== WHAT NEEDS TO BE DONE ==
Reproduce the material below with "Reviewer note" swapped for "Annotator note" everywhere it occurs and all else unchanged, leaving the pictures out.

== RECORDS SHOWN ==
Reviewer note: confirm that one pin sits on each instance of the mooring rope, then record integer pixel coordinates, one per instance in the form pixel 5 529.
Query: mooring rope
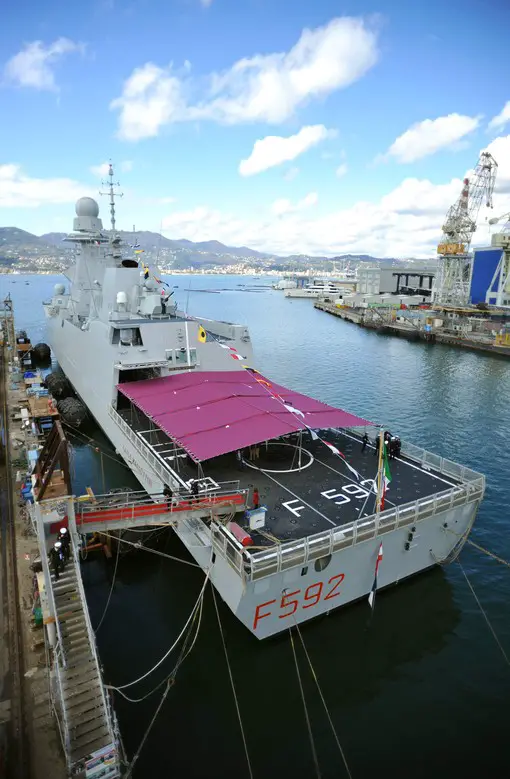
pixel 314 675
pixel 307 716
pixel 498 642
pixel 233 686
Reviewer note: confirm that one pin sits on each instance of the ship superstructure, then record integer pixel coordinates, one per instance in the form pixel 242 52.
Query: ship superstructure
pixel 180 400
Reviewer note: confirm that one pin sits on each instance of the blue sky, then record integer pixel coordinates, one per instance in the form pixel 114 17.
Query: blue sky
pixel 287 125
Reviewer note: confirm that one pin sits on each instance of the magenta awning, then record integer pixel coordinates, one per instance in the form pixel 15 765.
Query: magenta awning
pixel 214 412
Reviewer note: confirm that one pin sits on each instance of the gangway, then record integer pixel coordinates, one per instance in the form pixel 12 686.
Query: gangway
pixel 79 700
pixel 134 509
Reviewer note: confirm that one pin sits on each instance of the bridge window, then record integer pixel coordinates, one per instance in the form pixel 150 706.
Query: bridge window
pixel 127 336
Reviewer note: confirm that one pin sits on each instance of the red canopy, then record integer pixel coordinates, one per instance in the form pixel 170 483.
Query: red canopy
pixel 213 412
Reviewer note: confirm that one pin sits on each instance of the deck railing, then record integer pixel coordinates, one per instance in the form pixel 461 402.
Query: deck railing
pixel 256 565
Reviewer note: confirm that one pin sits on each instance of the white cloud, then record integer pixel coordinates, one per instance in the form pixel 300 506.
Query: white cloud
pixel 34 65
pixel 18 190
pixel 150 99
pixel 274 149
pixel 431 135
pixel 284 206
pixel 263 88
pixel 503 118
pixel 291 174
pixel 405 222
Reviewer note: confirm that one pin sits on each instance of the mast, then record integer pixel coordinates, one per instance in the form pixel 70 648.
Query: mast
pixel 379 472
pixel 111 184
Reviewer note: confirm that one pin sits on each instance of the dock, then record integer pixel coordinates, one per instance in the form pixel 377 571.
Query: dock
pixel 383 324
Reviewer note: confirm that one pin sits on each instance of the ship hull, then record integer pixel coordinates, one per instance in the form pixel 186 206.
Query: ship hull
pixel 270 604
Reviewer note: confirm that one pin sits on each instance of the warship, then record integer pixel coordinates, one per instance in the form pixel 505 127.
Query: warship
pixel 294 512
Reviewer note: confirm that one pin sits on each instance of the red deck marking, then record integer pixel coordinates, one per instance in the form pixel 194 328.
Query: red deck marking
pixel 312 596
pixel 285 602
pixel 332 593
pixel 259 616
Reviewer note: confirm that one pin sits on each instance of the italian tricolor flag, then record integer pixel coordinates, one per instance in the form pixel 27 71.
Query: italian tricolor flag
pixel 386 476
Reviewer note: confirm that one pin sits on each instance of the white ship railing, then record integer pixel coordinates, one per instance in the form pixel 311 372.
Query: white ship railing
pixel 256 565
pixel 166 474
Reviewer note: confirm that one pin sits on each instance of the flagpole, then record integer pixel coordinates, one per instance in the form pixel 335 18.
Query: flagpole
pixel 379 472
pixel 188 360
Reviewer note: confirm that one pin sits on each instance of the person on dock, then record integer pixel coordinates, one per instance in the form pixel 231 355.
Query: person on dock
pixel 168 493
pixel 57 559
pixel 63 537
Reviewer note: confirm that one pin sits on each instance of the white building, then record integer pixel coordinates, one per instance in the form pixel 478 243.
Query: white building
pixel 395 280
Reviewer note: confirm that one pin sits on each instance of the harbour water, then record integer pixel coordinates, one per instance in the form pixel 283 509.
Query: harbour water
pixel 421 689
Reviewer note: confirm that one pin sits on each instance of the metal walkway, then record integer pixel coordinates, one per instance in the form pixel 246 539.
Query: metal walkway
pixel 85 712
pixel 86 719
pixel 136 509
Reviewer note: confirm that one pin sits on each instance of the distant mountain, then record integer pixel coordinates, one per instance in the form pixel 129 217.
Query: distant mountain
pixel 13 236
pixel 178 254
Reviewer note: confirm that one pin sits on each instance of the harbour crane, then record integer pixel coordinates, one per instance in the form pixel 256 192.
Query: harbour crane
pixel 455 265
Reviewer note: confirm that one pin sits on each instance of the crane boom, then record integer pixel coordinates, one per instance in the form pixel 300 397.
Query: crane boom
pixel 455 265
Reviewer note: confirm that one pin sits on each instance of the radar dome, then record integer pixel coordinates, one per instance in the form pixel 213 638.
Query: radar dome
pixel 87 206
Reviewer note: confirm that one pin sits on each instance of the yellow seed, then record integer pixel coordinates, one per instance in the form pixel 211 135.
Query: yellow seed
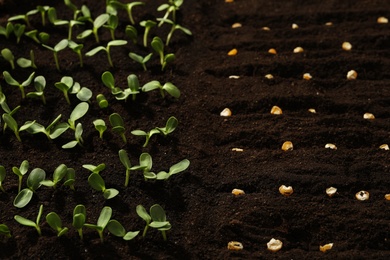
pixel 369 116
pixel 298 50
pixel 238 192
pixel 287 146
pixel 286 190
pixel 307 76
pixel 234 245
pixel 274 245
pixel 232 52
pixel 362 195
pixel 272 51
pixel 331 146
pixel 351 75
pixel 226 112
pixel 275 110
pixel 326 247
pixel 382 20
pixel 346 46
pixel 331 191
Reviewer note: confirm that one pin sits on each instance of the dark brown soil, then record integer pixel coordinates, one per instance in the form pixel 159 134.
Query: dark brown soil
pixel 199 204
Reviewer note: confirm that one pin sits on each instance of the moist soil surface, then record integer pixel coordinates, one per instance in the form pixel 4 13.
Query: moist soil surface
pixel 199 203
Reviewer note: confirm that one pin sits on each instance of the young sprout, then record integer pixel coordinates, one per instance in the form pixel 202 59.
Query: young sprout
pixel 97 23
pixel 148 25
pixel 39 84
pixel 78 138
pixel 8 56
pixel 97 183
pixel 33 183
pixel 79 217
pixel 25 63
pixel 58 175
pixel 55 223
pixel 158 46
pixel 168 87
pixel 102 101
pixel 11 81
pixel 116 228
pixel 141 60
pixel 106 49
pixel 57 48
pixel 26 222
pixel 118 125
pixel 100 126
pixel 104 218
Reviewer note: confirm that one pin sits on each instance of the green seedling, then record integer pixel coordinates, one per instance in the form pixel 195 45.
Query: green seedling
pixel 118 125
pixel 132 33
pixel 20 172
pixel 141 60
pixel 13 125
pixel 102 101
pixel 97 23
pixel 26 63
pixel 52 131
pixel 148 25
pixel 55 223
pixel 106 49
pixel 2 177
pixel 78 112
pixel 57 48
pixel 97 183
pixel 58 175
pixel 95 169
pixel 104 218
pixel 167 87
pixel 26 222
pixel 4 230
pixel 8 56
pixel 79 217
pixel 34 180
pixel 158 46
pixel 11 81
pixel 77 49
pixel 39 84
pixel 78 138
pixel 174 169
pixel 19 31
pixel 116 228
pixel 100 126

== REPLY ==
Annotator note: confirm that one pin sits on each instance of the mooring rope, then record integer pixel coordinates, one per instance in the form pixel 5 529.
Query: mooring rope
pixel 314 675
pixel 307 716
pixel 498 642
pixel 233 686
Annotator note: confirm that one pin sits on each instance of the ship superstructure, then record integer pixel coordinates, one per instance in the form pixel 242 52.
Query: ship superstructure
pixel 180 400
Annotator note: confirm that one pin sits on each instance of the blue sky, then record integer pixel coordinates, one per instance in the form pixel 114 17.
Query: blue sky
pixel 287 125
Annotator note: confirm that one pin sits on each instance of the magenta awning, then record integer pixel coordinates, one per instance in the form pixel 15 765.
Query: magenta awning
pixel 214 412
Annotator note: confirm that one pin sits on each instance of the gangway, then record integer pixel coordinates, one per instance in the form pixel 12 686.
Query: gangway
pixel 79 700
pixel 134 509
Annotator note: confirm that one pin sits on each instance of the bridge window, then record integer pixel coordinates, one per instance in the form pixel 150 706.
Query: bridge window
pixel 127 336
Annotator note: confirm that one pin sits on each instance of the red canopy, then record integer pixel coordinates, one per instance in the form pixel 170 483.
Query: red canopy
pixel 213 412
Annotator note: confirm that one pin sits on each instance of the deck railing, then record integer pixel coordinates, one per instance in the form pixel 461 402.
Query: deck railing
pixel 256 565
Annotator note: confirm that one pin sits on each instance of the white cloud, then record integer pixel coordinates, one per instance in the form pixel 300 506.
Query: white cloud
pixel 34 65
pixel 18 190
pixel 150 99
pixel 274 149
pixel 431 135
pixel 284 206
pixel 263 88
pixel 503 118
pixel 291 174
pixel 405 222
Annotator note: confirm that one pin sits on each instance of the mast, then record integer pixel coordinates, one per instance in the form pixel 70 648.
Query: mast
pixel 379 472
pixel 111 184
Annotator note: confirm that one pin sits on each instance of the dock, then record integer pixel coordinates, one per instance in the form pixel 377 571.
Query: dock
pixel 383 324
Annotator note: confirm that one pin sits on each instance of the ship hull, then record integer pixel coordinates, one per instance in the form pixel 186 206.
Query: ship hull
pixel 270 604
Annotator note: confirm that one pin sits on each instance of the warship, then record integer pixel coordinates, one per instance in the form pixel 505 127.
Query: warship
pixel 294 512
Annotator note: confirm that one pin sits on each instance of the red deck marking, then record integer pixel coordinates, one per instance in the form pixel 194 328.
Query: red deck marking
pixel 312 596
pixel 285 602
pixel 332 593
pixel 259 616
Annotator note: confirm that one pin sits on each instance of the italian tricolor flag, then record integer pixel coordinates, one per instance in the form pixel 27 71.
Query: italian tricolor flag
pixel 386 476
Annotator note: confirm that one pin sits on each instance of the white ship railing, then record integer pixel coordinates, one per instance in the form pixel 311 372.
Query: white ship railing
pixel 256 565
pixel 166 474
Annotator note: confirm that one pin sits on each instance of the flagpole, then record integer pixel coordinates, one per instance in the form pixel 335 18.
Query: flagpole
pixel 379 472
pixel 188 360
Annotator note: confirm that one pin sits on each instance of the person on dock, then record integer pixel coordinates, one per instance in the form pixel 231 355.
Query: person on dock
pixel 168 493
pixel 57 559
pixel 63 537
Annotator note: confirm that one pin sits on each instance of the white building, then record integer pixel coordinates, one per instance in the form pixel 478 243.
Query: white building
pixel 395 280
Annotator note: confirm that one pin sits on each instance of the harbour water, then record integer pixel coordinates, one per instance in the form pixel 283 509.
Query: harbour water
pixel 421 689
Annotator note: confirm that one pin sits on each instance of the metal walkway, then record integer pixel coordinates, one per instance in the form pixel 246 539.
Query: metal walkway
pixel 85 712
pixel 86 719
pixel 136 509
Annotator note: confirm that one pin sits on each instance of the distant mountain, then record integer pixel coordinates, one per instance in the form pixel 129 217.
Query: distant mountain
pixel 13 236
pixel 178 254
Annotator note: confirm that one pin sits on each instance of the harbour crane, then record integer pixel coordinates, one per instance in the form pixel 256 192.
Query: harbour crane
pixel 455 265
Annotator note: confirm that one pin sits on each instance of the crane boom, then record integer pixel coordinates, one per instance in the form pixel 300 397.
Query: crane boom
pixel 455 265
Annotator note: confirm that one pin sits on each instance of the radar dome, then record integer pixel coordinates, one per instance in the form pixel 213 638.
Query: radar dome
pixel 87 206
Annotator note: confirm that one pin sits on each instance of the yellow seed, then record integer pixel coordinates, one per instance in the form pixel 211 135.
Query: yellow seed
pixel 369 116
pixel 298 50
pixel 238 192
pixel 287 146
pixel 286 190
pixel 307 76
pixel 234 245
pixel 274 245
pixel 232 52
pixel 362 195
pixel 272 51
pixel 331 146
pixel 351 75
pixel 226 112
pixel 275 110
pixel 326 247
pixel 382 20
pixel 346 46
pixel 331 191
Annotator note: confirm that one pin sits on each instance of the dark brown soil, then record integer pixel coordinates, one per instance in the form pixel 159 134.
Query: dark brown soil
pixel 199 204
Annotator note: confirm that one pin sits on each instance of the moist soil surface, then record integer pixel coordinates, one per instance in the form pixel 4 13.
Query: moist soil surface
pixel 199 203
Annotator note: confirm that one pin sits on each instance of the young sprout, then record integer pixel coordinates, one per instance in the form pixel 202 59.
Query: young sprout
pixel 97 23
pixel 148 25
pixel 39 84
pixel 78 138
pixel 8 56
pixel 97 183
pixel 33 183
pixel 79 217
pixel 25 63
pixel 58 175
pixel 55 223
pixel 158 46
pixel 168 87
pixel 102 101
pixel 11 81
pixel 116 228
pixel 141 60
pixel 106 49
pixel 57 48
pixel 26 222
pixel 118 125
pixel 100 126
pixel 104 218
Annotator note: confirm that one pin sits on each instance of the green seedling, then record integer pixel coordinates, one per instance in the form pixel 195 45.
Query: green seedling
pixel 118 125
pixel 132 33
pixel 20 172
pixel 141 60
pixel 13 125
pixel 102 101
pixel 97 23
pixel 26 63
pixel 52 131
pixel 148 25
pixel 55 223
pixel 106 49
pixel 2 177
pixel 78 112
pixel 57 48
pixel 97 183
pixel 58 175
pixel 95 169
pixel 104 218
pixel 167 87
pixel 26 222
pixel 4 230
pixel 8 56
pixel 79 217
pixel 34 180
pixel 158 46
pixel 11 81
pixel 77 49
pixel 39 84
pixel 78 138
pixel 174 169
pixel 19 31
pixel 116 228
pixel 100 126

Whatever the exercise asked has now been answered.